▶ YOUR INSTRUCTIONS
Please write out every text line of the listing below as a JSON list of strings, one string per line, with blank lines omitted and the pictures left out.

____________

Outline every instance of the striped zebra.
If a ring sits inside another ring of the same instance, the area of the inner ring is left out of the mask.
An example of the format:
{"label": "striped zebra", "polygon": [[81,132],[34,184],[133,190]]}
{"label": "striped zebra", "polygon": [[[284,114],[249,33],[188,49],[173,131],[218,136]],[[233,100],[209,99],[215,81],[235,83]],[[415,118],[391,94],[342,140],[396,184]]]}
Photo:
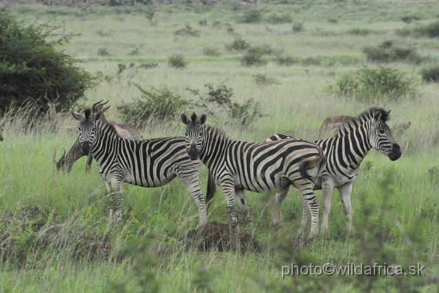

____________

▶ EXERCISE RESPONSE
[
  "Outline every instance of the striped zebra.",
  "If a ring sits inside another ring of the same instance, the area of the inner ring is left out of the mask.",
  "An example of the format:",
  "{\"label\": \"striped zebra\", \"polygon\": [[81,132],[34,184],[133,190]]}",
  "{\"label\": \"striped zebra\", \"polygon\": [[[284,114],[249,33],[188,49],[173,131],[218,136]],[[233,100],[209,99],[215,81],[235,83]],[[415,118],[391,94],[342,140],[396,184]]]}",
  "Photo:"
]